# INPUT ROWS
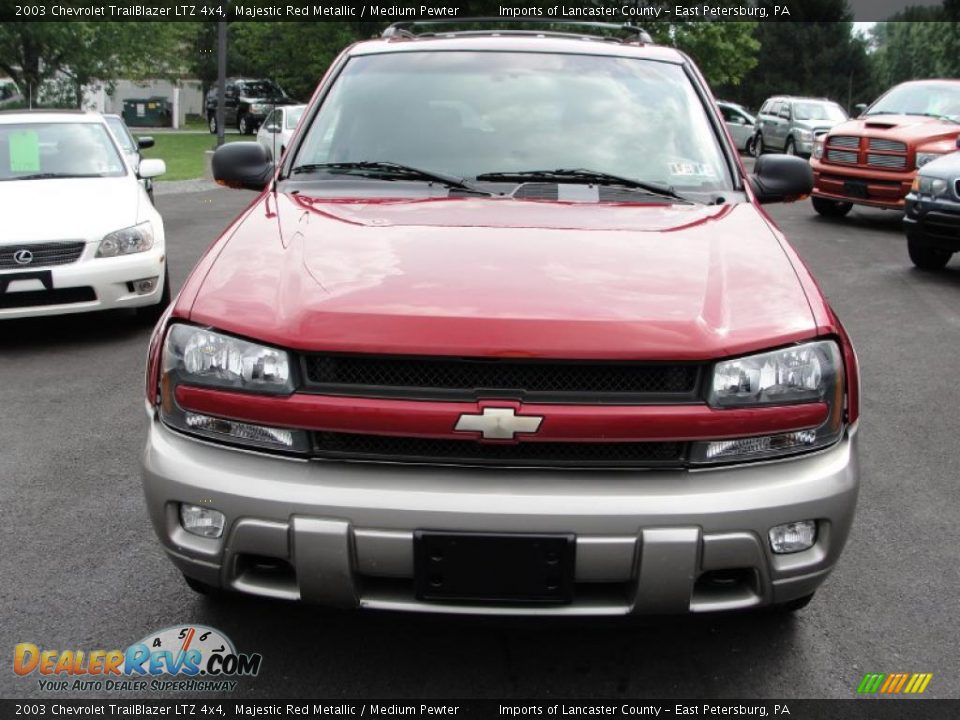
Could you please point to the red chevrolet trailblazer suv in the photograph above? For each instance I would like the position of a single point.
(872, 160)
(506, 330)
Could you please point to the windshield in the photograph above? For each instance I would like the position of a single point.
(927, 98)
(121, 134)
(293, 116)
(260, 89)
(32, 150)
(471, 113)
(818, 111)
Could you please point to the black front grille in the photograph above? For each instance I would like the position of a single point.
(382, 448)
(38, 298)
(39, 255)
(468, 378)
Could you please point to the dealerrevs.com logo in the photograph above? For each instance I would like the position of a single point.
(202, 657)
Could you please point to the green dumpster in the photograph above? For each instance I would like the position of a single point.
(147, 112)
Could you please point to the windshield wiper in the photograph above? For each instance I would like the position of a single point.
(593, 177)
(50, 176)
(384, 170)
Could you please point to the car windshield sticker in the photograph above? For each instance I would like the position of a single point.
(24, 151)
(686, 168)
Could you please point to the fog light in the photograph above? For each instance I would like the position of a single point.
(793, 537)
(205, 522)
(260, 434)
(145, 286)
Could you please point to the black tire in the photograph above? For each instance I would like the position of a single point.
(793, 605)
(926, 257)
(831, 208)
(150, 314)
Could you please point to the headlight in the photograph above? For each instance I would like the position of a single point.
(201, 357)
(929, 186)
(812, 372)
(138, 238)
(924, 158)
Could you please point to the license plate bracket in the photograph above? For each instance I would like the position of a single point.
(499, 568)
(856, 188)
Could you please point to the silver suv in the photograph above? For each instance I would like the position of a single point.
(791, 124)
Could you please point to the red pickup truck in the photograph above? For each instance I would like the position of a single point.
(872, 160)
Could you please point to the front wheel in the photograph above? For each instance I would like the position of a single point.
(831, 208)
(926, 257)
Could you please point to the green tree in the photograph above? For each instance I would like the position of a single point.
(80, 53)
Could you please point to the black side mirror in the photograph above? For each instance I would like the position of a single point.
(781, 178)
(242, 165)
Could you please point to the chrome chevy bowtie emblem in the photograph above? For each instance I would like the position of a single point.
(23, 257)
(499, 423)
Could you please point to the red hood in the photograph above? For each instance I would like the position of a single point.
(911, 129)
(503, 277)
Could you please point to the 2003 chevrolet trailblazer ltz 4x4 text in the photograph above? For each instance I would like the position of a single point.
(506, 331)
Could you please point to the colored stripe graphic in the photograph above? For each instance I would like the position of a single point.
(894, 683)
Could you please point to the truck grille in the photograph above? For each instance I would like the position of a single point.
(887, 162)
(468, 378)
(843, 156)
(374, 448)
(887, 145)
(845, 141)
(42, 254)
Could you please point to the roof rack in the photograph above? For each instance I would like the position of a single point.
(405, 29)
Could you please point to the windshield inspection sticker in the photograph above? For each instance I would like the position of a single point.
(691, 169)
(24, 151)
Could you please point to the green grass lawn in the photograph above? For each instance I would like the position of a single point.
(183, 152)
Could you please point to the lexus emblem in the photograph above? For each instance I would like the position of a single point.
(498, 423)
(23, 257)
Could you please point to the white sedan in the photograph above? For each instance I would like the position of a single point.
(277, 129)
(78, 232)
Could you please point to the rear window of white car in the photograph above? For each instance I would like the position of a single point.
(57, 150)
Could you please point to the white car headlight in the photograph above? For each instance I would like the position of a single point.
(138, 238)
(924, 158)
(811, 372)
(196, 356)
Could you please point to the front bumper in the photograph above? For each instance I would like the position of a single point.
(342, 534)
(107, 278)
(881, 189)
(933, 223)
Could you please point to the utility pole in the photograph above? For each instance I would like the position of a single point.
(221, 77)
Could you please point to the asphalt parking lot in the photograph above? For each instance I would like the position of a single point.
(81, 567)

# TO DO
Please copy every line above word for word, leaving out the pictures.

# RESPONSE
Could you please point to the red chevrolet trailblazer suv in the photograph above? For each instance I would like the position of a single point.
(872, 160)
(506, 330)
Could you please point to the windshield in the photograph above? For each instance I would like the position of a single point.
(927, 98)
(121, 134)
(293, 116)
(260, 89)
(32, 150)
(471, 113)
(818, 111)
Could you please point to the black front grille in the photograph above? For each instance I would like the position of a single point.
(382, 448)
(38, 298)
(39, 255)
(468, 378)
Could you please point to the dealerrevs.com logo in the photograph above? For each instance I would like the position of a single point.
(202, 657)
Could you please point to the green dumpster in the photograph above? For each instance I would like the position of a single point.
(147, 112)
Could you please point to the windshield wiper in the photograph above? For each instance I would like the position of a single point.
(593, 177)
(50, 176)
(384, 170)
Could you please point to the car windshield sticker in the photograph above? For each instance I would like the position of a single point.
(24, 151)
(686, 168)
Could you please point to the fog light in the photograph above? For each instance I would like the position of a single point.
(793, 537)
(205, 522)
(260, 434)
(145, 286)
Could you please point to the black tire in the photograph above? For each instance I would like the position of a single point.
(793, 605)
(926, 257)
(831, 208)
(150, 314)
Could you please point to the headlight in the photograph above? For each instance I would like the position of a single point.
(201, 357)
(929, 186)
(812, 372)
(138, 238)
(924, 158)
Could you please point to the license plate bracket in the photograph above? For each instance I would like the position of a single point.
(499, 568)
(856, 188)
Could you please point to the silver suv in the photograph above? For each instance I would like the position of a single point.
(791, 124)
Could you please point to the red pickup truck in the photograph above? For each instance I would like the position of a single point.
(872, 160)
Could you please point to the front wheel in the photograph above? For each instance I would like the position of a single point.
(831, 208)
(926, 257)
Could you please point to the green tree in the photograph above? For each instance I would like the position of a single point.
(80, 53)
Could you please point to the black side mirror in the photograph above? For each instance I would like the position of a single point.
(781, 178)
(242, 165)
Could you please point to the chrome chevy bowtie emblem in the photograph above? For each instance I would like the position of a single point.
(23, 257)
(499, 423)
Could you please point to the red hood in the photograph above? For each instance I would like the position of a single point.
(911, 129)
(503, 277)
Could you please point to the 2003 chevrolet trailblazer ltz 4x4 text in the photograph above? For each instance I would like the position of a single point.
(506, 331)
Could you please point to the colored stripe graphic in the photograph above? For each instance I would like the position of a single point.
(894, 683)
Could you please point to the truck grille in the photograph above? For each instance I would like the position of a single point.
(887, 162)
(468, 378)
(843, 156)
(374, 448)
(887, 145)
(845, 141)
(42, 254)
Could you please point to the roof rack in the photograph above? For each instance I would like the position of a single point.
(405, 29)
Could you please point to the windshield inspection sticker in the photograph above? For each instance I would like the position of a single point.
(691, 169)
(24, 151)
Could you please point to the green grass lawn in the photograph above? For each instance I would like the position of a single point.
(183, 152)
Could you please point to the lexus emblem in the photograph above? For each instance I would like the position of a single point.
(498, 423)
(23, 257)
Could you please point to the white sedan in the photograph above? For each instance I would like the position of a single point.
(277, 129)
(78, 232)
Could you please point to the rear window of white car in the photograph above? For each instance I would like the position of a single point.
(57, 150)
Could you please point to the white car headlight in the photograph above? For each instance I would like the position of a single point.
(138, 238)
(924, 158)
(811, 372)
(196, 356)
Could you please point to the front bumper in the photograph above? For each instance I would like the position of a single point.
(342, 534)
(107, 278)
(881, 189)
(933, 223)
Could you please point to the utility pole in the photograph above? For each instance I would like the position of a single point.
(221, 77)
Could you please point to the asphalt parking lot in the photograph above? For each instance I would like the position of a single point.
(81, 567)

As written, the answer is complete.